* **Provided passage**

▼▼▼

CHAPTER
THE PROBLEMS
You’re justly proud of your essay, “Points and Pointers: Sticklebacks as Pets.” You’ve done a pretty good job with the topic, you think, and you’re pleased with the results. It turns out that your instructor agrees with your that you’ve done a pretty good job with the topic; however, you notice that your instructor isn’t pleased with these sentences:
- Olaf reminded Edwin that it was his turn to feed the stickleback.
- In the example of this case, it shows how careful owners must be in caring for pets.
- However, with proper care, sticklebacks don’t require much work at all; this makes owning these pets rewarding.
- In the end, well cared for sticklebacks are a joy, which is yet another reason to consider adopting one or even several.
- They say that caring for exotic pets like sticklebacks is quite time consuming.
- A leaf blower is a handy but somewhat loud way to dry your stickleback’s bowl.
You reread the sentences, scratch your head, and wonder, “What’s wrong?” Let’s see if we can figure that out.
WHAT REFERENTS ARE AND HOW THEY WORK
In order to understand referents, you’ll need to recall that a pronoun takes the place of a noun, and that pronouns have person (first, second, third), gender (masculine, feminine, neuter), and number (singular or plural).
Now, when in a sentence a pronoun draws attention to the noun the place of which it takes – this noun / these nouns will typically be to the left of the pronoun – the noun is called the referent, that is, what the pronoun is referring to. For example, in this sentence
- Olaf agreed that it was his turn to feed the stickleback.

▲▲▲

* **Exercise**
Pick up the passage on pronoun referents from its last sentence and carry it on.

* **Data extract**
▼▼▼

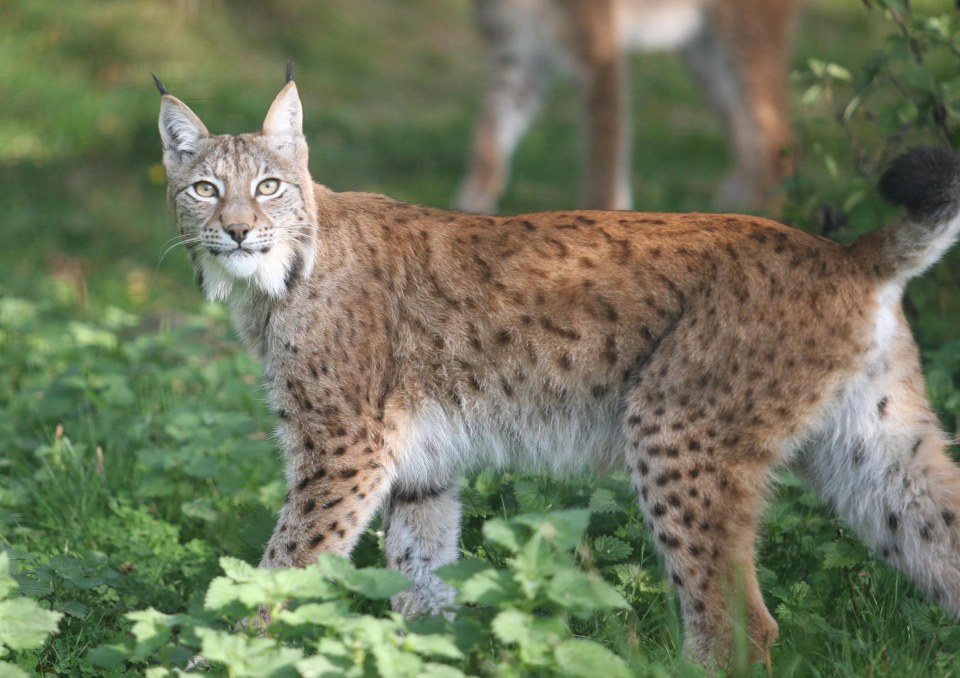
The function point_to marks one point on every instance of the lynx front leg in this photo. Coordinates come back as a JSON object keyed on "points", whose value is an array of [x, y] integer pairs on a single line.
{"points": [[422, 533], [740, 60], [602, 72], [520, 71], [337, 480]]}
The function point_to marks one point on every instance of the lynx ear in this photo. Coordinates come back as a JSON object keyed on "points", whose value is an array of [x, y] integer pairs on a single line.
{"points": [[283, 125], [180, 129]]}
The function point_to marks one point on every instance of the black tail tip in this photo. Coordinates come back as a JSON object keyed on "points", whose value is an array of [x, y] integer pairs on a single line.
{"points": [[160, 87], [926, 181]]}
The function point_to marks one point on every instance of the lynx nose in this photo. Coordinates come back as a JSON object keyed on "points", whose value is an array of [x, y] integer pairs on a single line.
{"points": [[237, 231]]}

▲▲▲

* **Exercise response**
“his” is the pronoun, and “Olaf” is the referent. This sentence makes clear that “his” refers to “Olaf,” yes? Even in a sentences like these,
- Olaf reminded Edwina that it was his turn to feed the stickleback.
- Olaf reminded Edwina that it was her turn to feed the stickleback.
we’re not likely to become confused even though we have two potential referents (Olaf and Edwina). In the first sentence, it’s clear that “his” (third person, masculine, singular) refers to Olaf; in the second “her” refers to Edwina (third person feminine, singular).
So what do you do to avoid referent errors?
THE SOLUTIONS
You can generally avoid referent errors simply by revising or even rewriting your sentence to make clear which pronoun is referring to which noun.
Let’s see how you might do this.
First, you’ll do well to remember a basic idea, and that is that in English, a pronoun refers to the noun nearest to it. To go back to our first sentence above,
- Problem: Olaf reminded Edwin that it was his turn to feed the stickleback.
the “his” should mean “Edwin,” as that’s the nearest noun. But even if this is exactly what you meant – that is, that the “his” refers to Edwin – your audience may nonetheless still be confused. However, the solution is straightforward:
- Solution 01: Olaf reminded Edwin that it was Edwin’s [own] turn to feed the stickleback.
If, on the other hand, the sentence is supposed to say that it was Olaf’s turn and not Edwin’s, then you would revise the sentence as follows:
- Solution 02: Olaf reminded Edwin that it was Olaf’s [own] turn to feed the stickleback.
(Note that, in order to be particularly clear, you might add “own” to reinforce the distinction that you’re trying to draw.)
Now, what about this sentence?
- Problem: In the example of this case, it shows how careful owners must be in caring for pets.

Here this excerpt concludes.